Data listing:
**********

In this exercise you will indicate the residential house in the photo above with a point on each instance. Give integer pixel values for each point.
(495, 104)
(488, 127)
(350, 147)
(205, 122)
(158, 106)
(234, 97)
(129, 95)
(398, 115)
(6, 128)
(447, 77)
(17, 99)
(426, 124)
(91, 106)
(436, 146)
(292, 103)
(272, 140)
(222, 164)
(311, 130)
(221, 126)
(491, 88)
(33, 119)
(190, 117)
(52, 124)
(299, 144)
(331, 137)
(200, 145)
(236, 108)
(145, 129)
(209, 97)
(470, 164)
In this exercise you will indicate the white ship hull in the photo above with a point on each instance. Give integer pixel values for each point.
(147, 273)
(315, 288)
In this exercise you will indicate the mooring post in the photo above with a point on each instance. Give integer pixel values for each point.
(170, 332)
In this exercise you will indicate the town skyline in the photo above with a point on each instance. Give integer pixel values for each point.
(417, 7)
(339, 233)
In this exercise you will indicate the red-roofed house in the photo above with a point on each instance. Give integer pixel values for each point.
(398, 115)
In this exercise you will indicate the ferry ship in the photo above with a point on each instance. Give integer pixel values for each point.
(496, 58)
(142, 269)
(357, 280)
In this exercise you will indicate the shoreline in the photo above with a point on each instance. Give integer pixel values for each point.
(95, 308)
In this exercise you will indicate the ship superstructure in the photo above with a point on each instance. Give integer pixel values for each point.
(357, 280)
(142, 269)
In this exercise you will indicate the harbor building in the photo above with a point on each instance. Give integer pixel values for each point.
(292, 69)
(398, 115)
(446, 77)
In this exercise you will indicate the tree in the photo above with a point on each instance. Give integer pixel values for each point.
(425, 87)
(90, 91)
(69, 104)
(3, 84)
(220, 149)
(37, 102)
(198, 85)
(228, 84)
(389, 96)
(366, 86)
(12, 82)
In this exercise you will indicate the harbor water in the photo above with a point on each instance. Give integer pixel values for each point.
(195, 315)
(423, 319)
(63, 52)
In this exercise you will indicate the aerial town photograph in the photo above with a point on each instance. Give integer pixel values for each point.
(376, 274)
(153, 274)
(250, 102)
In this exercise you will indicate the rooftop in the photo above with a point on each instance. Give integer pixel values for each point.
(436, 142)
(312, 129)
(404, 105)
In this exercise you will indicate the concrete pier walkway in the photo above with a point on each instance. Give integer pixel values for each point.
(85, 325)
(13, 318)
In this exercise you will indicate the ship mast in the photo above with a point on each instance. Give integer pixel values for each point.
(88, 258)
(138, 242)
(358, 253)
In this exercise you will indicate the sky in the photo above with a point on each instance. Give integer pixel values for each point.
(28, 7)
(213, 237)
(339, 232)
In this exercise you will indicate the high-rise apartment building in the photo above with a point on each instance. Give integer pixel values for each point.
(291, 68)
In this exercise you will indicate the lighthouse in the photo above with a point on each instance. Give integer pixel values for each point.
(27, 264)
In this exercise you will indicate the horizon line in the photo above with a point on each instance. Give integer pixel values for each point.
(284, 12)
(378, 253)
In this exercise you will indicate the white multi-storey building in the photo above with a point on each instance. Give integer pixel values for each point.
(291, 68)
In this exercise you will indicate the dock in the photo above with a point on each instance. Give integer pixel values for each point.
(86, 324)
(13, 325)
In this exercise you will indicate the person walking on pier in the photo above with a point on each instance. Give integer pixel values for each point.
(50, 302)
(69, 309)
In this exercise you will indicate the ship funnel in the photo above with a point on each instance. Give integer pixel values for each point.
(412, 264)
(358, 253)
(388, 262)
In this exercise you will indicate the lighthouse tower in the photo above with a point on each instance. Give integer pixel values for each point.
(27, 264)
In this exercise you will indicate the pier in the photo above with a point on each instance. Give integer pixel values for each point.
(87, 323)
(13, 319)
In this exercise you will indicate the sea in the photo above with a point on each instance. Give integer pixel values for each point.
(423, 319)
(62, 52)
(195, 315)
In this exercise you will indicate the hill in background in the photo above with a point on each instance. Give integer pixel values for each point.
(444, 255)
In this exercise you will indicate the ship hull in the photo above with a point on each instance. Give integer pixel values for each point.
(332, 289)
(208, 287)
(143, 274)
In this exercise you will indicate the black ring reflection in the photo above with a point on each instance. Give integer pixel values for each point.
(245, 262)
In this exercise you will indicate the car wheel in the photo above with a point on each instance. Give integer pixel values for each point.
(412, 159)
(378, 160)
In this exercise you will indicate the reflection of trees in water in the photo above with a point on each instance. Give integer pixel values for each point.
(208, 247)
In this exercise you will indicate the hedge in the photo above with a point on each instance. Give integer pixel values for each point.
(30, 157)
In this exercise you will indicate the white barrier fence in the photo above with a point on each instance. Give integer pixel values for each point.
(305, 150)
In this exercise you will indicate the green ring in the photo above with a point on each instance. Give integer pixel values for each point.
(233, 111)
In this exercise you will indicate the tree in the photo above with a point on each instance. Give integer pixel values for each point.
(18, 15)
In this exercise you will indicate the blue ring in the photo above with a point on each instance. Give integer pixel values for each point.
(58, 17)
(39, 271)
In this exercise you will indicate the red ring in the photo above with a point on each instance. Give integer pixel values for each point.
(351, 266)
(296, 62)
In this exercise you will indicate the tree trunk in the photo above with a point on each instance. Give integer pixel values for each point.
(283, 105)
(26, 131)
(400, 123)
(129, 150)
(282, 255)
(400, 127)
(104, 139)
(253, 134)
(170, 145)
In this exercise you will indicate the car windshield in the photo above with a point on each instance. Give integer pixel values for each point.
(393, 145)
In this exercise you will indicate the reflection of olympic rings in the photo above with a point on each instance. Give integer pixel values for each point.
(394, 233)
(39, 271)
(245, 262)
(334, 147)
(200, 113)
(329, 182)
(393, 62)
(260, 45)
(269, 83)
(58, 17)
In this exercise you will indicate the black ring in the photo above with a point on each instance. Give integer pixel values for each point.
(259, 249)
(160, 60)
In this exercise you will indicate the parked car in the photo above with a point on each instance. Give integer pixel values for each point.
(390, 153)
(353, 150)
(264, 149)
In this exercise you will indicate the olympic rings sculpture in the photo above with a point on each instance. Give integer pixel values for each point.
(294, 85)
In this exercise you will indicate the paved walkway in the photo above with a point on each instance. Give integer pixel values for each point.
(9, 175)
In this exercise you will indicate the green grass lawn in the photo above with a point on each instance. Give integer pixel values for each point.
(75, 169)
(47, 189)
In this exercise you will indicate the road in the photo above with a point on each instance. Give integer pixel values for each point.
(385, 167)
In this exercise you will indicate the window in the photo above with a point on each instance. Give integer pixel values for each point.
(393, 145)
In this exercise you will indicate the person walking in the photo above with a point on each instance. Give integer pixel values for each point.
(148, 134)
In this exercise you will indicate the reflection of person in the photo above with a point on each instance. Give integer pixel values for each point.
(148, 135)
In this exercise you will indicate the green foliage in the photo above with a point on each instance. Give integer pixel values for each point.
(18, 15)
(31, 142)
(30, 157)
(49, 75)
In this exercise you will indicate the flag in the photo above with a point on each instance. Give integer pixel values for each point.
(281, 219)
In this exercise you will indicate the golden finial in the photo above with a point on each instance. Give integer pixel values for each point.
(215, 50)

**********

> _WHAT YOU SHOULD DO_
Output all of the data above without any alteration.

> _TASK ANSWER_
In this exercise you will indicate the residential house in the photo above with a point on each instance. Give integer pixel values for each point.
(495, 104)
(488, 127)
(350, 147)
(205, 122)
(158, 106)
(234, 97)
(129, 95)
(398, 115)
(6, 128)
(447, 77)
(17, 99)
(426, 124)
(91, 106)
(436, 146)
(292, 103)
(272, 140)
(222, 164)
(311, 130)
(221, 126)
(491, 88)
(33, 119)
(190, 117)
(52, 124)
(299, 144)
(331, 137)
(200, 145)
(236, 108)
(145, 129)
(209, 97)
(470, 164)
In this exercise you will indicate the white ship hull in the photo above with a point on each instance. Give integer pixel values for each point.
(147, 273)
(315, 288)
In this exercise you will indicate the mooring post in the photo above with a point on each instance. Give integer pixel values for each point.
(170, 332)
In this exercise you will indicate the town skyline in the photo above with a point on each instance. Give integer pixel values for each point.
(417, 7)
(339, 233)
In this exercise you will indicate the red-roofed house in the photo above with a point on each instance. Give integer pixel values for each point.
(398, 115)
In this exercise you will indicate the ferry ship in the photo above with a point on each instance. Give integer pixel values for each point.
(496, 58)
(142, 269)
(357, 280)
In this exercise you will indicate the shoreline in the photo above with a point on each instance. Give integer pixel values for each point.
(95, 308)
In this exercise you will indicate the ship superstructure in the photo above with a point on each instance. Give integer pixel values for each point.
(357, 280)
(142, 269)
In this exercise you will indicate the harbor building in the photo above with a point on each instance. Give integer pixel values for each point.
(292, 69)
(398, 115)
(446, 77)
In this exercise you will indicate the tree in the photo above with a point on each instance. Give integer pixel values for each point.
(425, 87)
(90, 91)
(69, 104)
(3, 84)
(220, 149)
(37, 102)
(198, 85)
(228, 84)
(389, 96)
(366, 86)
(12, 82)
In this exercise you will indicate the harbor water in the photo above with a point on each instance. Give integer pixel values for each point.
(195, 315)
(423, 319)
(63, 52)
In this exercise you will indicate the aerial town photograph in the photo above with a point on each instance. Give integer pixel values for each point.
(376, 274)
(153, 274)
(250, 102)
In this exercise you will indicate the rooftop in the photo above with a point on each instance. Give integer pixel values for each point.
(436, 142)
(312, 129)
(404, 105)
In this exercise you will indicate the concrete pier walkway in the photo above with a point on each instance. Give integer pixel values for each point.
(85, 325)
(13, 318)
In this exercise you will indicate the ship mast in the photo above with a point on each instance. Give integer pixel values for each point.
(88, 258)
(138, 242)
(358, 253)
In this exercise you will indicate the sky in the photo above with a point on each instance. Give integer pixel values for each point.
(28, 7)
(213, 237)
(339, 232)
In this exercise you will indicate the high-rise apartment building in the photo above with a point on each instance. Give integer pixel values for each point.
(291, 68)
In this exercise you will indicate the lighthouse in the photo above with a point on each instance. Give integer pixel values for each point.
(27, 264)
In this exercise you will indicate the horizon line in the photo above with a point on each instance. Give integer pixel values for each point.
(284, 12)
(378, 253)
In this exercise you will indicate the white multi-storey building in the photo above with a point on each instance. Give integer pixel values for each point.
(291, 68)
In this exercise you will indicate the dock in the photo above with a point on each instance. Give integer pixel values for each point.
(86, 324)
(13, 325)
In this exercise you will indicate the person walking on pier in the photo above with a point on each instance. Give integer pixel values for each point.
(50, 302)
(69, 309)
In this exercise you will indicate the ship funnel in the photo above with a point on each instance. Give integer pixel values for each point.
(412, 264)
(358, 253)
(388, 262)
In this exercise you will indicate the lighthouse tower in the photo above with a point on each instance. Give integer pixel values for each point.
(27, 264)
In this exercise you will indicate the pier in the photo above with a point on each instance. Give integer pixel values for each point.
(87, 323)
(13, 319)
In this exercise you will indicate the sea in the photo above with a point on each instance. Give integer pixel values for each point.
(423, 319)
(62, 52)
(195, 315)
In this exercise you will indicate the hill in background in the photo above with a point on each instance. Give integer pixel values for each point.
(444, 255)
In this exercise you will indicate the ship hull in the photo above with a point on each instance. Give integer pixel values for each point.
(332, 289)
(208, 287)
(143, 274)
In this exercise you will indicate the black ring reflection in the photo above with a point on each instance. Give integer pixel values for each point.
(245, 262)
In this exercise you will indicate the car wheel in the photo above with a point on each instance. Give integer pixel values for each point.
(412, 159)
(378, 160)
In this exercise you will indicate the reflection of trees in water in the photo above with a point on each instance. Give integer pixel values for each point.
(208, 247)
In this exercise you will indicate the hedge in the photo above with a point on each instance. Give integer pixel values for each point.
(30, 157)
In this exercise you will indicate the white barrier fence in the photo above with a point on each instance. Give integer pixel values for each point.
(305, 150)
In this exercise you will indicate the green ring in the photo above with a point on each instance. Give integer pixel values for each point.
(233, 111)
In this exercise you will indicate the tree in the photo above with a point on each instance. Give integer pixel values for each point.
(18, 15)
In this exercise you will indicate the blue ring in the photo above with a point on each instance. Give integer pixel values for each point.
(58, 17)
(39, 271)
In this exercise you will indicate the red ring in the photo above with a point on each instance. Give integer pixel values for each point.
(351, 266)
(296, 62)
In this exercise you will indicate the tree trunk in the photo above with a point on each instance. Give integer pixel values for each point.
(283, 105)
(26, 131)
(400, 123)
(129, 150)
(282, 255)
(400, 127)
(104, 139)
(253, 134)
(170, 145)
In this exercise you will indicate the car windshield in the photo above with a point on each instance. Give integer pixel values for each point.
(393, 145)
In this exercise you will indicate the reflection of olympic rings in the photo above with a point on each instance. Give integer pixel values for each point.
(394, 233)
(39, 271)
(245, 262)
(334, 147)
(200, 113)
(329, 182)
(393, 62)
(260, 45)
(269, 83)
(58, 17)
In this exercise you will indicate the black ring in the photo above with a point on each instance. Give integer pixel values for each point.
(259, 249)
(160, 60)
In this exercise you will indicate the parked car in the photo above with a point on each instance. Give integer pixel values for each point.
(390, 153)
(353, 150)
(264, 149)
In this exercise you will indicate the olympic rings sculpture in the photo above with a point on each instance. Give integer pixel values for each point.
(294, 85)
In this exercise you will indicate the paved walkway in the photo above with a point on each instance. Give integer pixel values for each point.
(9, 175)
In this exercise you will indicate the green grass lawn in the photo above with a point on each instance. Give integer pixel values for each point.
(75, 169)
(47, 189)
In this exercise you will indicate the road in the photo above with a point on each instance. Give integer pixel values for each point.
(385, 167)
In this exercise you will indicate the window in the photo above with a point on each instance. Give integer pixel values for each point.
(393, 145)
In this exercise you will indicate the person walking in the photo above with a point on each instance. Give integer pixel values for each point.
(148, 134)
In this exercise you will indicate the reflection of person in the photo above with a point on each instance. Give integer pixel values for each point.
(148, 135)
In this exercise you will indicate the green foliage in the photo above with a point on each instance. Give integer pixel values for each point.
(18, 15)
(31, 142)
(30, 157)
(49, 75)
In this exercise you will indicate the flag in the photo above with a point on each instance. Give integer pixel values for each point.
(281, 219)
In this exercise you will indicate the golden finial in the photo above with a point on each instance. Give integer pixel values for each point.
(215, 50)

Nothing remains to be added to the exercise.